----- Source information -----

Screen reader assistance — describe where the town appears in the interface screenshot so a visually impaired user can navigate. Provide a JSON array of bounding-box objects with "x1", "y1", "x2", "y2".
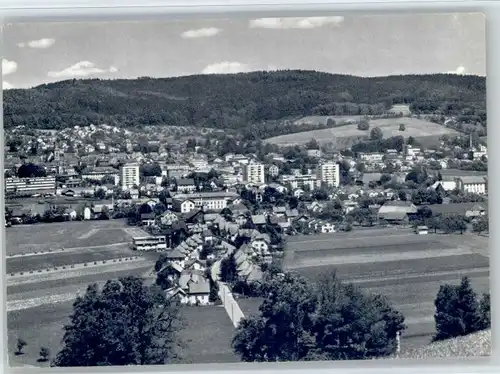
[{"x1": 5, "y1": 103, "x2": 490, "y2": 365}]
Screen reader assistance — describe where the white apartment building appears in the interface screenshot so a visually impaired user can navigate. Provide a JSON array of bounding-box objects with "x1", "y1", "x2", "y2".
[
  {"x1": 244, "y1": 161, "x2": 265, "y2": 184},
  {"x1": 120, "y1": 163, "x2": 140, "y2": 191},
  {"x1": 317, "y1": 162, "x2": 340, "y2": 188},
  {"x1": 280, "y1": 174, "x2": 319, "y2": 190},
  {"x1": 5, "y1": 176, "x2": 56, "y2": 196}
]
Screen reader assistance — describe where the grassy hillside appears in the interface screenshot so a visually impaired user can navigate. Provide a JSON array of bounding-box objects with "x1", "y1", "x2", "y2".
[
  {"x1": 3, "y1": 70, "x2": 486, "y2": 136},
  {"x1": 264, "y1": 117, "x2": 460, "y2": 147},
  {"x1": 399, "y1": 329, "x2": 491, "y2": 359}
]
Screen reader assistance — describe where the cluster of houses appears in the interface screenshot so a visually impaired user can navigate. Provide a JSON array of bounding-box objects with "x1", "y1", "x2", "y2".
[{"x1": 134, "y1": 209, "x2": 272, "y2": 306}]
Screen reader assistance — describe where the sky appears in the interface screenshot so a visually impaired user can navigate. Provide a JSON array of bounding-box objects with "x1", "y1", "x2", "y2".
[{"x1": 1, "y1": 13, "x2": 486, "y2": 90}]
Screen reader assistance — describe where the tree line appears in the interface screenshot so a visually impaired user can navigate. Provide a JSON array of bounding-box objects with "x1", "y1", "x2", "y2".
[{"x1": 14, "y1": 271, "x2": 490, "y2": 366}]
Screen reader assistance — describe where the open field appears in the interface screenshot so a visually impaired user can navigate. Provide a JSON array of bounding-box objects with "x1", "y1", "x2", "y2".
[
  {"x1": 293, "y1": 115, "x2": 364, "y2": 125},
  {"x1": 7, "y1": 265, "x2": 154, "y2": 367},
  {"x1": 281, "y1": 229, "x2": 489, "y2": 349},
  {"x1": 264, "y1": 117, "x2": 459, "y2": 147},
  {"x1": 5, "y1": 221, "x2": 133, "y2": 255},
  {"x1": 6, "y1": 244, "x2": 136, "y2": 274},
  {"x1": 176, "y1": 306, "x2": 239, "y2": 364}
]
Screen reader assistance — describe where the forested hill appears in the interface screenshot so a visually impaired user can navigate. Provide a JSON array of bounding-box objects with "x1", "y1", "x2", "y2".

-----

> What needs to be done: Each line from the one containing "Screen reader assistance — describe where the open" through the last line of the entries is to be copied exactly, with no other lines added.

> Exercise output:
Screen reader assistance — describe where the open field appears in the interface screenshot so a visually impaired user can navigate. Provide a JSON array of bounding-box objects with "x1", "y1", "x2", "y2".
[
  {"x1": 293, "y1": 115, "x2": 364, "y2": 125},
  {"x1": 7, "y1": 265, "x2": 154, "y2": 367},
  {"x1": 281, "y1": 229, "x2": 489, "y2": 349},
  {"x1": 264, "y1": 117, "x2": 459, "y2": 147},
  {"x1": 5, "y1": 221, "x2": 133, "y2": 255},
  {"x1": 6, "y1": 244, "x2": 136, "y2": 274},
  {"x1": 176, "y1": 306, "x2": 239, "y2": 364}
]
Screen reader assistance — describe where the forested hill appears in the interface screenshot so a visually impaired user can navigate. Provide a JSON array of bounding-box objects with "x1", "y1", "x2", "y2".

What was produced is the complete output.